[THE TASK]: Every record below is to be retyped exactly.

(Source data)
[Start of section]

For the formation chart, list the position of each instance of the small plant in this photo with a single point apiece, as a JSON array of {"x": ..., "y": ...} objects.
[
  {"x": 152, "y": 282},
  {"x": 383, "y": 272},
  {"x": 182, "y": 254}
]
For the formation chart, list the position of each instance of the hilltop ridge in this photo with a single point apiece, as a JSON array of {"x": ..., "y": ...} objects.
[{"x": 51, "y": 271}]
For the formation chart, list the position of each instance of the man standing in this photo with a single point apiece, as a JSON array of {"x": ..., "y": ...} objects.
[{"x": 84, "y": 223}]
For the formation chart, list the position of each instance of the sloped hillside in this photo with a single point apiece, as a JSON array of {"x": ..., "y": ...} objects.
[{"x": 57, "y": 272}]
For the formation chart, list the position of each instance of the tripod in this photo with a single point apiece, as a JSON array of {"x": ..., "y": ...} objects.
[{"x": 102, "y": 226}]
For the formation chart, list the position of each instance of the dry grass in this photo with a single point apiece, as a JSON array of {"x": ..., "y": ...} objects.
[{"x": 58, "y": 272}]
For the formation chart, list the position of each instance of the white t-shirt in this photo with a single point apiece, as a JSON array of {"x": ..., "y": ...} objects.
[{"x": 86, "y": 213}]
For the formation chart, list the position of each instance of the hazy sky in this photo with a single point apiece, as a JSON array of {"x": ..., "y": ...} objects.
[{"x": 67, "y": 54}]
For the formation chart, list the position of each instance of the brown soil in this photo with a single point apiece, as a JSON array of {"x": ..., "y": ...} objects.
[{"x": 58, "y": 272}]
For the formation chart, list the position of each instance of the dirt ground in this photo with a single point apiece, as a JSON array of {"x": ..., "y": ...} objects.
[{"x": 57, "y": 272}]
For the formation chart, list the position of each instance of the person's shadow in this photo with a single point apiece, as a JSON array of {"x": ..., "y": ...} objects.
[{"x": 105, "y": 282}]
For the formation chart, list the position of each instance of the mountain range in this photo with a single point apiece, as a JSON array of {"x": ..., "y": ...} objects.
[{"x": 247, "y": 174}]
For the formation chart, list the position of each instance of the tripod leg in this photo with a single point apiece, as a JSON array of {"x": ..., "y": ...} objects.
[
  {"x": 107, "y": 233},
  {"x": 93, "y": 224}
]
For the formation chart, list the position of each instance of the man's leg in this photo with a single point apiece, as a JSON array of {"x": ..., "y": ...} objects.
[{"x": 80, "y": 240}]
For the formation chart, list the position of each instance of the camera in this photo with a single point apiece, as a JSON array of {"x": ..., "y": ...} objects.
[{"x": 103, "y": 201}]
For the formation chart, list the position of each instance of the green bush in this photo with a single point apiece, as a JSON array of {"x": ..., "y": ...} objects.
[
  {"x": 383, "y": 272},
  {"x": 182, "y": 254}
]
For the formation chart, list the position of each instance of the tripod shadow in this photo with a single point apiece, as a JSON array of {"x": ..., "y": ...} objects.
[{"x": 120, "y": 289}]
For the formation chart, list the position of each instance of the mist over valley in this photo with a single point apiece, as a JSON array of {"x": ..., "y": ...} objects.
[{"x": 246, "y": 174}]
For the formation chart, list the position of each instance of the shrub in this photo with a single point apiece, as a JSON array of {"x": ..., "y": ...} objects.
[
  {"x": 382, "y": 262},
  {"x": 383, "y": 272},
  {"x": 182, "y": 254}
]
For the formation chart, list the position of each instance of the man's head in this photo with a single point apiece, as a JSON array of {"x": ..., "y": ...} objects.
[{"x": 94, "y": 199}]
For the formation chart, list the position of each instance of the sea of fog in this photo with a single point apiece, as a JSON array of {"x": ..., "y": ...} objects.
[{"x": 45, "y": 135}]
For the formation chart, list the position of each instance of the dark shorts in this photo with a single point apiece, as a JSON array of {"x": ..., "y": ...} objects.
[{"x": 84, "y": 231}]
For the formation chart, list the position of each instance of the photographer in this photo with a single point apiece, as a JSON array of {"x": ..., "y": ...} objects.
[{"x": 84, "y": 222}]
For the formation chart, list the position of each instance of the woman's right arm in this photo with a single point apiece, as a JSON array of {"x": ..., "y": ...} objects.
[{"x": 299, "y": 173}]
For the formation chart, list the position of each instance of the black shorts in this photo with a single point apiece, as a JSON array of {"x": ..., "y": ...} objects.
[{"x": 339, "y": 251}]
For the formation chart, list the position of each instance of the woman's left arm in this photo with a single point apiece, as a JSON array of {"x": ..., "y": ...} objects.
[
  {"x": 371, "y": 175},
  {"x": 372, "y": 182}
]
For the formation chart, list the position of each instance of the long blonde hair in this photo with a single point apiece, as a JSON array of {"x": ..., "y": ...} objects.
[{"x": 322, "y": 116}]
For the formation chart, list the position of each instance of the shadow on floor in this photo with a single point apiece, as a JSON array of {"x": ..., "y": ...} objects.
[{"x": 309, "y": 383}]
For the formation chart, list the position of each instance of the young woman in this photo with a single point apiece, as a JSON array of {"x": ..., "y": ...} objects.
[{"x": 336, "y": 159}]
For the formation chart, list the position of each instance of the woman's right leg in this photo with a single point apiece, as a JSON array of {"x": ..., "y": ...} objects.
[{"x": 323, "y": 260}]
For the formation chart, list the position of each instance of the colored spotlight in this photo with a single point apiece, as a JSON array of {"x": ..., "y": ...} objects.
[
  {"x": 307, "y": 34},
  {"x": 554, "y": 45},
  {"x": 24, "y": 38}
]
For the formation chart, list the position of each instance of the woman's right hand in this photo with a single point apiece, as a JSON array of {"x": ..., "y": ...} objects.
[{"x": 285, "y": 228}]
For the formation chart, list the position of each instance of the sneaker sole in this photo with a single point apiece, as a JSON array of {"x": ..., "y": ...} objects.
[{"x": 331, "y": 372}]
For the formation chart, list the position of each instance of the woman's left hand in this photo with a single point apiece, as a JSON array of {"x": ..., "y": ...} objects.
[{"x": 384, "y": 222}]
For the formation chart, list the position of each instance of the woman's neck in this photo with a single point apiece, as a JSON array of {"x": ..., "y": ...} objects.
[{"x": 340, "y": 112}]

[End of section]

[SOLUTION TO THE EXERCISE]:
For the formation chart, list the position of each instance of the small plant in this photo with a single point apiece, as a JSON array of {"x": ..., "y": ...} objects.
[
  {"x": 152, "y": 282},
  {"x": 383, "y": 272},
  {"x": 182, "y": 254}
]
For the formation chart, list the position of each instance of the hilltop ridge in this photo with a single point apiece, as a JSON array of {"x": ..., "y": ...} objects.
[{"x": 51, "y": 271}]
For the formation chart, list the position of each instance of the man standing in this photo with a single point apiece, as a JSON array of {"x": ..., "y": ...} objects.
[{"x": 84, "y": 223}]
For the formation chart, list the position of each instance of the sloped hillside in this photo with a single point apiece, as a JSON array of {"x": ..., "y": ...} objects.
[{"x": 57, "y": 272}]
For the formation chart, list the position of each instance of the tripod in this photo with a single point apiece, as a JSON array of {"x": ..., "y": ...} objects.
[{"x": 102, "y": 226}]
For the formation chart, list the position of each instance of the dry grass in this photo with a single point apiece, as a JSON array of {"x": ..., "y": ...} objects.
[{"x": 58, "y": 272}]
For the formation chart, list the position of each instance of the white t-shirt in this photo with a single point apiece, as a JSON array of {"x": ..., "y": ...} objects.
[{"x": 86, "y": 213}]
For the formation chart, list the position of each instance of the hazy sky in this photo with a single point apiece, as a JSON array of {"x": ..., "y": ...} objects.
[{"x": 67, "y": 54}]
For the formation chart, list the position of each instance of the brown soil in this photo with a single point apiece, as a JSON array of {"x": ..., "y": ...} objects.
[{"x": 58, "y": 272}]
For the formation chart, list the position of each instance of the dirt ground in this photo with a single point apiece, as a JSON array of {"x": ..., "y": ...} objects.
[{"x": 57, "y": 272}]
For the formation chart, list the position of each instance of the person's shadow in this photo with a single point apiece, as a JSON array of {"x": ..., "y": ...} objects.
[{"x": 105, "y": 282}]
For the formation chart, list the position of each instance of the mountain range in this photo with a single point apiece, as a JSON array of {"x": ..., "y": ...} objects.
[{"x": 247, "y": 174}]
For the formation chart, list the position of each instance of the tripod leg in this photo with a single point apiece, as a JSON array of {"x": ..., "y": ...} objects.
[
  {"x": 107, "y": 233},
  {"x": 93, "y": 224}
]
For the formation chart, list the position of each instance of the man's leg in this photo with a single point apiece, as a JSON array of {"x": ..., "y": ...} objects.
[{"x": 80, "y": 240}]
For the formation chart, list the position of each instance of the camera in this photo with a single point apiece, as a JSON array of {"x": ..., "y": ...} objects.
[{"x": 103, "y": 201}]
For the formation chart, list the position of each instance of the green bush in this photo with a single point apiece, as a JSON array of {"x": ..., "y": ...} objects.
[
  {"x": 383, "y": 272},
  {"x": 182, "y": 254}
]
For the formation chart, list the position of each instance of the tripod shadow in this photo with a single point apiece, as a JSON array of {"x": ..., "y": ...} objects.
[{"x": 120, "y": 289}]
For the formation chart, list the position of each instance of the mist over valley in this photo with a single point apiece, as a JSON array of {"x": ..., "y": ...} objects.
[{"x": 246, "y": 174}]
For the formation chart, list the position of each instance of the shrub in this photo with a single point apiece, as a JSON array of {"x": ..., "y": ...} objects.
[
  {"x": 382, "y": 262},
  {"x": 383, "y": 272},
  {"x": 182, "y": 254}
]
For the formation chart, list the position of each instance of the man's head in this photo with a single point apiece, as a JSON array of {"x": ..., "y": ...} objects.
[{"x": 94, "y": 199}]
For the formation chart, list the position of each instance of the sea of fog in this photo with a single point apiece, as a JSON array of {"x": ..., "y": ...} objects.
[{"x": 45, "y": 135}]
For the formation chart, list the position of each instance of the dark shorts in this photo with a single point apiece, as a JSON array of {"x": ..., "y": ...} objects.
[{"x": 84, "y": 231}]
For the formation chart, list the position of each instance of the photographer in this photo with a single point apiece, as a JSON array of {"x": ..., "y": ...} objects.
[{"x": 84, "y": 222}]
For the formation chart, list the position of each instance of the woman's right arm in this photo with a single point apiece, as a JSON array of {"x": ..., "y": ...} objects.
[{"x": 299, "y": 173}]
For the formation chart, list the position of each instance of the black shorts in this photo with a single point apiece, as a JSON array of {"x": ..., "y": ...} objects.
[{"x": 339, "y": 251}]
For the formation chart, list the position of each instance of the woman's left arm in this photo with a single point apiece, as a JSON array of {"x": ..., "y": ...} objects.
[
  {"x": 371, "y": 175},
  {"x": 372, "y": 182}
]
For the formation chart, list the position of each instance of the long blonde hair in this photo with a single point apiece, as a JSON array of {"x": ..., "y": ...} objects.
[{"x": 322, "y": 116}]
For the formation chart, list the position of each instance of the shadow on floor in this photo with a single point apiece, as a JSON array of {"x": ..., "y": ...} objects.
[{"x": 309, "y": 383}]
For the formation chart, list the position of each instance of the young woman in this photo with a single point apiece, as a JSON array of {"x": ..., "y": ...} objects.
[{"x": 336, "y": 159}]
For the formation chart, list the position of each instance of the woman's right leg in this photo with a single point apiece, as a JSON array of {"x": ..., "y": ...} objects.
[{"x": 323, "y": 260}]
For the formation chart, list the position of each instance of the colored spotlight in this photo with a single point apiece, as a JSON array of {"x": ..., "y": ...} objects.
[
  {"x": 307, "y": 34},
  {"x": 554, "y": 45},
  {"x": 24, "y": 38}
]
For the formation chart, list the position of each instance of the woman's right hand in this photo with a single point apiece, as a JSON array of {"x": ..., "y": ...} objects.
[{"x": 285, "y": 228}]
For the formation chart, list the position of each instance of the sneaker sole in this photo with a single point apiece, as a JSON array of {"x": ..., "y": ...} objects.
[{"x": 331, "y": 372}]
For the formation chart, list the position of each instance of the woman's left hand in this photo with a single point apiece, as a JSON array of {"x": ..., "y": ...} objects.
[{"x": 384, "y": 222}]
For the formation chart, list the position of each instance of the woman's neck in this photo with a single point apiece, as a JSON array of {"x": ..., "y": ...} objects.
[{"x": 340, "y": 112}]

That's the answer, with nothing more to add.